In meinem Ratgeber gehe ich auf das Thema etwas ausführlicher ein. Hier in aller Kürze: Aggressives Verhalten wurde meist in irgendeiner Phase des Lebens als Mittel zur Konfliktbewältigung gelernt. Sehr oft wurde Gewalt als eine Form der Bestrafung bereits in der Familie erlebt. Wer in einem Milieu aufwächst, in dem das Faustrecht gilt, kann für sich auch die positive Erfahrung machen, dass sich so Interessen durchsetzen lassen. Wirtschaftliche Probleme und Existenzängste lassen die Hemmschwelle ebenso sinken wie falsche Erwartungen und Fehlscheinschätzungen. Eine große Rolle spielen Alkohol und Drogenabhängigkeiten sowie psychische Erkrankungen.
Wie und woran kann man eine sich anbahnende Konfliktsituation im Vorhinein erkennen?

**Zum Textverständnis**
(1) Nennen Sie alle Faktoren, die laut Textauszug eine große Rolle spielen.
(2) Geben Sie aus dem Textauszug alles von „In meinem Ratgeber“ bis hinunter zu „sowie psychische Erkrankungen.“ wortgetreu wieder.
(3) Beantworten Sie zum Textauszug die folgenden Fragen:
(a) In welcher Veröffentlichung wird das Thema ausführlicher behandelt?
(b) Als Mittel wozu wurde aggressives Verhalten meist gelernt?
(c) Wo wurde Gewalt als eine Form der Bestrafung sehr oft bereits erlebt?

**Untersuchte Daten**
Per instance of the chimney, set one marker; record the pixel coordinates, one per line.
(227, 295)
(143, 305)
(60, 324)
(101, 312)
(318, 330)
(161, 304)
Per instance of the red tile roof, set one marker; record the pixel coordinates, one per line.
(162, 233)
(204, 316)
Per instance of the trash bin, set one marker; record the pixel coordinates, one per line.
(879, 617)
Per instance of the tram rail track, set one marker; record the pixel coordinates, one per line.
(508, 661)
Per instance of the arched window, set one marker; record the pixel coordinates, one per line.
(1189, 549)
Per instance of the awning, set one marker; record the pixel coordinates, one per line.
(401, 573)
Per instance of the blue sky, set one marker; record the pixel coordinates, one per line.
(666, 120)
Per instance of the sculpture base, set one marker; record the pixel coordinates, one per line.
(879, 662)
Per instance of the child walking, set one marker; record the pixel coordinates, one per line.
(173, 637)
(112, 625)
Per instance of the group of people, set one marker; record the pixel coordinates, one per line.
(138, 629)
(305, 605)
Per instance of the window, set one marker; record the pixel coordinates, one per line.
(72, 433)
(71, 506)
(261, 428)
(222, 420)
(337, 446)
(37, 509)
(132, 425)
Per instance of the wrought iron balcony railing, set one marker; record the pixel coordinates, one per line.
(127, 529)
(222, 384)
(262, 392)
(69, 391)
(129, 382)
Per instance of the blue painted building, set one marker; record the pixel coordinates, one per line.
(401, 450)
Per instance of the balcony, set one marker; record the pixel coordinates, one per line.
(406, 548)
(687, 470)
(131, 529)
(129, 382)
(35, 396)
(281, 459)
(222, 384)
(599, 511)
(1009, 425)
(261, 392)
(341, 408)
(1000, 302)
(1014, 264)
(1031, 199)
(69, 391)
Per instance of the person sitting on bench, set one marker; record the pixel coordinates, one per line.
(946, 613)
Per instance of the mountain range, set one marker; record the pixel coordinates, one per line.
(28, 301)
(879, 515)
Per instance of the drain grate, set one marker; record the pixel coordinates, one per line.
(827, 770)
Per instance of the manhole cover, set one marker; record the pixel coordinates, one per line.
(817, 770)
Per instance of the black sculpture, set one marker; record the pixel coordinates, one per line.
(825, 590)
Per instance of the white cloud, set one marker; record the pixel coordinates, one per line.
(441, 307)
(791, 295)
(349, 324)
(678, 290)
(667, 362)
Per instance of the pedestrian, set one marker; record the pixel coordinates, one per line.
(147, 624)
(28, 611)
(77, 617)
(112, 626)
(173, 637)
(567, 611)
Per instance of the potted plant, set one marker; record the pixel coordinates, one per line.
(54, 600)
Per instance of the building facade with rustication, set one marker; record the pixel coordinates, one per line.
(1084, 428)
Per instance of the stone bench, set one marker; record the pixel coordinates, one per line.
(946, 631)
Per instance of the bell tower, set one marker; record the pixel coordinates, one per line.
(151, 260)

**Lösungen**
(1) Alkohol, Drogenabhängigkeiten, psychische Erkrankungen

(2)
In meinem Ratgeber gehe ich auf das Thema etwas ausführlicher ein. Hier in aller Kürze: Aggressives Verhalten wurde meist in irgendeiner Phase des Lebens als Mittel zur Konfliktbewältigung gelernt. Sehr oft wurde Gewalt als eine Form der Bestrafung bereits in der Familie erlebt. Wer in einem Milieu aufwächst, in dem das Faustrecht gilt, kann für sich auch die positive Erfahrung machen, dass sich so Interessen durchsetzen lassen. Wirtschaftliche Probleme und Existenzängste lassen die Hemmschwelle ebenso sinken wie falsche Erwartungen und Fehlscheinschätzungen. Eine große Rolle spielen Alkohol und Drogenabhängigkeiten sowie psychische Erkrankungen.

(3)
(a) Im Ratgeber
(b) Zur Konfliktbewältigung
(c) In der Familie